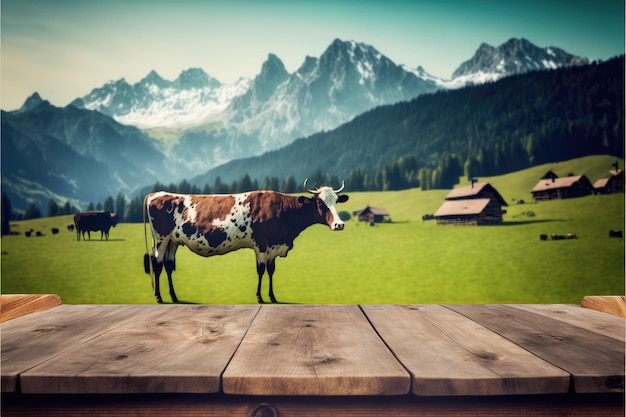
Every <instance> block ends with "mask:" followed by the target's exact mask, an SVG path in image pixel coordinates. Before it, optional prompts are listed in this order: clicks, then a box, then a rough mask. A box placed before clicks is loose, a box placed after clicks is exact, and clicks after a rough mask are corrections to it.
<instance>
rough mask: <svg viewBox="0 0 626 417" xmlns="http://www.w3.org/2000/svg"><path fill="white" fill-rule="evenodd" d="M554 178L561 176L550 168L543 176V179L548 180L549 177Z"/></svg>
mask: <svg viewBox="0 0 626 417" xmlns="http://www.w3.org/2000/svg"><path fill="white" fill-rule="evenodd" d="M552 178H559V176H558V175H556V174H555V173H554V171H552V170H550V171H548V172H546V173H545V174H544V175H543V177H541V179H542V180H547V179H552Z"/></svg>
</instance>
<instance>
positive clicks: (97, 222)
mask: <svg viewBox="0 0 626 417" xmlns="http://www.w3.org/2000/svg"><path fill="white" fill-rule="evenodd" d="M118 222H119V218H118V216H117V214H115V213H109V212H108V211H105V212H98V211H90V212H86V213H76V214H75V215H74V224H75V225H76V240H80V235H81V233H82V235H83V240H84V239H85V232H87V236H88V237H89V240H91V232H97V231H100V240H102V237H104V236H106V240H109V230H110V229H111V226H113V227H115V226H116V225H117V223H118Z"/></svg>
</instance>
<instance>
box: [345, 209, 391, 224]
mask: <svg viewBox="0 0 626 417" xmlns="http://www.w3.org/2000/svg"><path fill="white" fill-rule="evenodd" d="M352 214H353V215H354V216H357V217H358V218H359V221H360V222H367V223H382V222H386V221H387V222H388V221H391V220H390V219H389V218H388V217H389V216H390V214H389V212H388V211H387V210H385V209H384V208H382V207H371V206H367V207H365V208H364V209H361V210H357V211H355V212H353V213H352Z"/></svg>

※ ※ ※

▸ **What needs to be done**
Output the records above exactly as written, but leave out the pictures.

▸ **Answer below**
Every <instance> block ends with "mask:" followed by the target's exact mask, an SVG path in image pixel coordinates. Before it, optional prompts are listed in this order: clicks, then a box, then a rough mask. A box placed before clicks is loose, a box placed after clicks is exact, and clicks after a rough mask are corrections to it.
<instance>
rough mask: <svg viewBox="0 0 626 417" xmlns="http://www.w3.org/2000/svg"><path fill="white" fill-rule="evenodd" d="M554 178L561 176L550 168L543 176V179L548 180L549 177Z"/></svg>
mask: <svg viewBox="0 0 626 417" xmlns="http://www.w3.org/2000/svg"><path fill="white" fill-rule="evenodd" d="M552 178H559V176H558V175H556V174H555V173H554V171H552V170H550V171H548V172H546V173H545V174H544V175H543V177H541V179H542V180H547V179H552Z"/></svg>
</instance>
<instance>
positive clicks: (97, 222)
mask: <svg viewBox="0 0 626 417" xmlns="http://www.w3.org/2000/svg"><path fill="white" fill-rule="evenodd" d="M118 222H119V218H118V216H117V214H115V213H109V212H108V211H105V212H98V211H90V212H86V213H76V214H75V215H74V224H75V225H76V240H80V235H81V233H82V235H83V240H84V239H85V232H87V236H88V237H89V240H91V232H97V231H100V240H102V237H104V236H106V240H109V230H110V229H111V226H113V227H115V226H116V225H117V223H118Z"/></svg>
</instance>
<instance>
box: [345, 209, 391, 224]
mask: <svg viewBox="0 0 626 417" xmlns="http://www.w3.org/2000/svg"><path fill="white" fill-rule="evenodd" d="M352 214H353V215H354V216H357V217H358V218H359V221H360V222H367V223H382V222H386V221H387V222H388V221H391V220H390V219H389V218H388V217H389V216H390V214H389V212H388V211H387V210H385V209H384V208H382V207H371V206H367V207H365V208H364V209H361V210H357V211H355V212H353V213H352Z"/></svg>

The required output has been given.